Text passage.
***
Another small coin
Dennis R. Preston
preston at PILOT.MSU.EDU
Thu Oct 12 16:36:29 UTC 2000
larry describes the 'case ace' (or other card) precisely from my (mostly
midwestern) poker-playing days.
dInIs
>At 9:54 AM -0500 10/12/00, Joan Houston Hall wrote:
>>A case quarter is a quarter (as opposed to two dimes and a nickel); one can
>>also have a case dime (as opposed to two nickels) or a case nickel (as
>>opposed to five pennies). The terms are found especially frequently in
>>South Carolina. (See DARE case n2 sense 2.)
>
>This somehow reminds me of the apparently unrelated use of "case" as
>a modifier in a different nominal compound: when poker (and I assume
>other card game) players refer to the "case queen", "case 6", etc.
***
Material.
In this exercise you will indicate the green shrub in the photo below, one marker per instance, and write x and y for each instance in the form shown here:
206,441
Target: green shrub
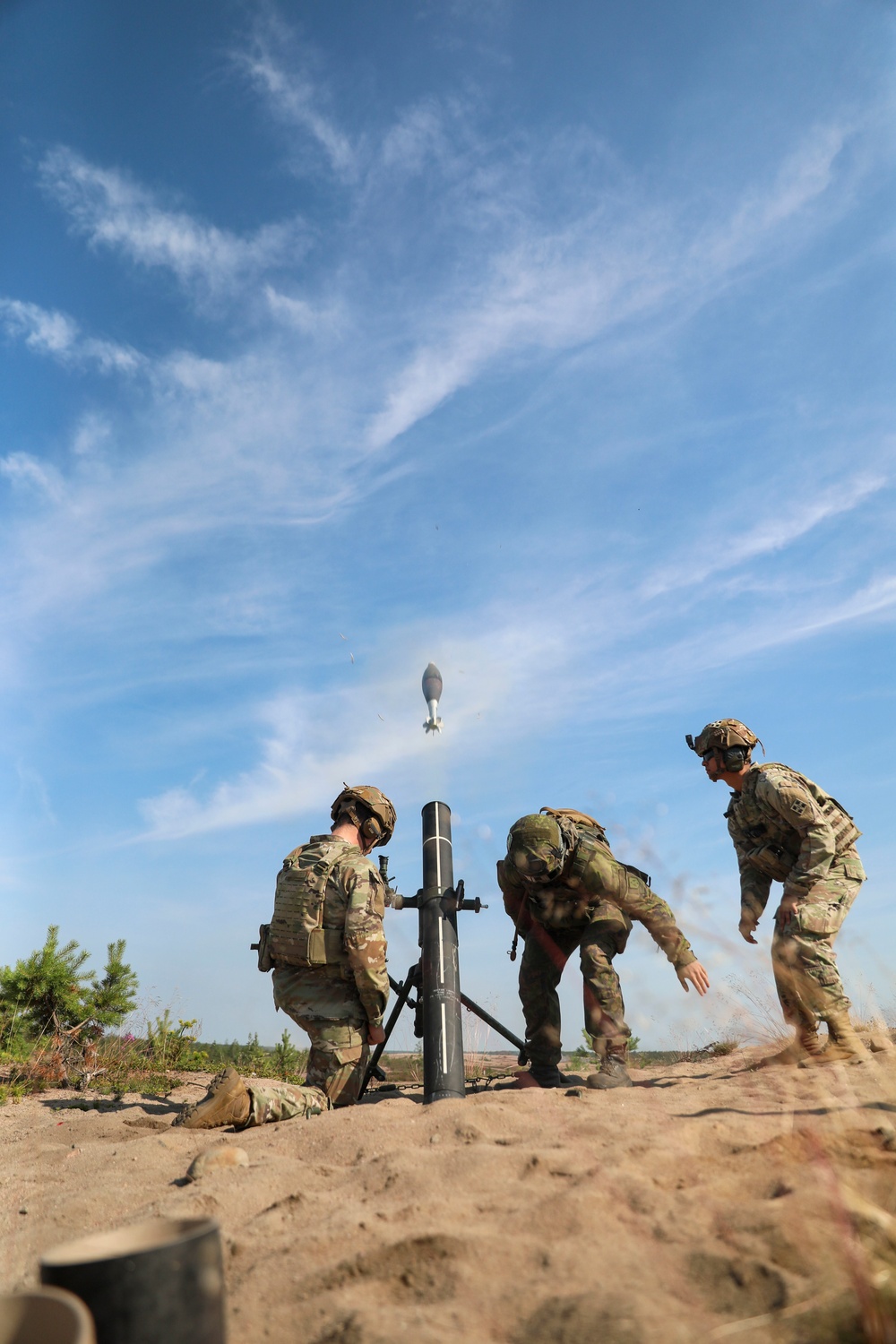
***
What the task requires.
Quote the post on "case" coins and cards in full, word for word. Work only from the post on "case" coins and cards, setting the data aside.

Answer to this exercise.
Another small coin
Dennis R. Preston
preston at PILOT.MSU.EDU
Thu Oct 12 16:36:29 UTC 2000
larry describes the 'case ace' (or other card) precisely from my (mostly
midwestern) poker-playing days.
dInIs
>At 9:54 AM -0500 10/12/00, Joan Houston Hall wrote:
>>A case quarter is a quarter (as opposed to two dimes and a nickel); one can
>>also have a case dime (as opposed to two nickels) or a case nickel (as
>>opposed to five pennies). The terms are found especially frequently in
>>South Carolina. (See DARE case n2 sense 2.)
>
>This somehow reminds me of the apparently unrelated use of "case" as
>a modifier in a different nominal compound: when poker (and I assume
>other card game) players refer to the "case queen", "case 6", etc.